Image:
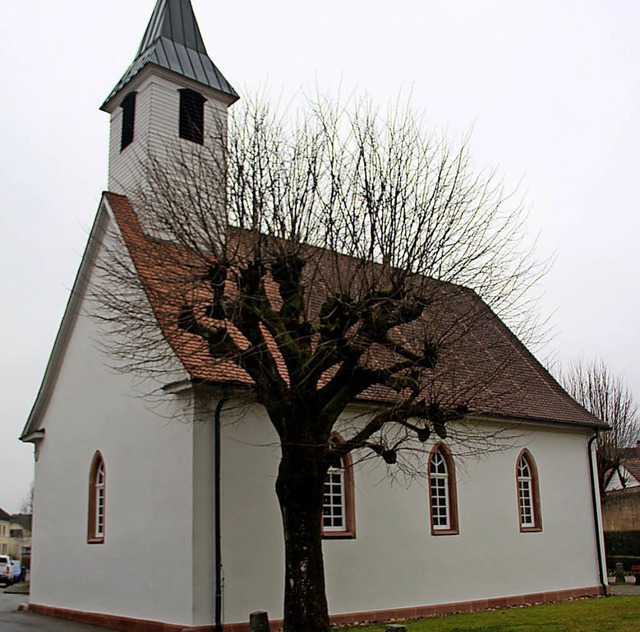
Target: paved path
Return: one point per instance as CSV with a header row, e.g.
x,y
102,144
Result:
x,y
11,620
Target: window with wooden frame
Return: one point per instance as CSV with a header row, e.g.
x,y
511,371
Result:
x,y
529,512
443,500
338,509
191,125
97,500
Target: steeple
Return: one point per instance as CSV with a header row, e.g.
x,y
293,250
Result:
x,y
173,41
171,100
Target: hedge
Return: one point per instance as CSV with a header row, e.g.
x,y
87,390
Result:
x,y
622,546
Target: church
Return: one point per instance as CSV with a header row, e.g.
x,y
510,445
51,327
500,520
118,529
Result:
x,y
143,523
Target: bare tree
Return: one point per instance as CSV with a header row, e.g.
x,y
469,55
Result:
x,y
609,399
336,260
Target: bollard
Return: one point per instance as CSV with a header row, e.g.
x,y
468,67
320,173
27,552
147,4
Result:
x,y
259,622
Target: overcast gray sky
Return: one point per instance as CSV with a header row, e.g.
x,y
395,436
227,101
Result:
x,y
551,89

◆ **WHAT TO DO**
All of the data above should be quoted exactly, except for the pictures.

◆ **EXERCISE RESPONSE**
Image:
Target: paved path
Return: one point per instance as CSV with a header row, e.g.
x,y
102,144
Result:
x,y
11,620
Target: window with wooden frame
Return: one point per instance as CSV with a header row, e.g.
x,y
511,371
Result:
x,y
529,512
443,500
338,509
191,125
97,500
Target: steeple
Return: one point per instance as CSV with a header row, e.g.
x,y
293,250
Result:
x,y
173,41
171,100
Target: hedge
Return: one point per instance as CSV with a header row, e.g.
x,y
87,390
Result:
x,y
622,546
Target: church
Return: one point per instance as CSV with a header row, e.g.
x,y
510,445
51,327
500,520
118,529
Result:
x,y
143,523
Target: bare tree
Return: one point per instance as CSV with a header row, e.g.
x,y
469,55
Result:
x,y
609,399
336,260
Target: bollard
Return: one point per instance as CSV with a header row, e.g.
x,y
468,67
320,173
27,552
147,4
Result:
x,y
259,622
Target: overcast gray sky
Return: one point per instance as CSV with a header row, e.g.
x,y
395,436
227,101
Result:
x,y
551,89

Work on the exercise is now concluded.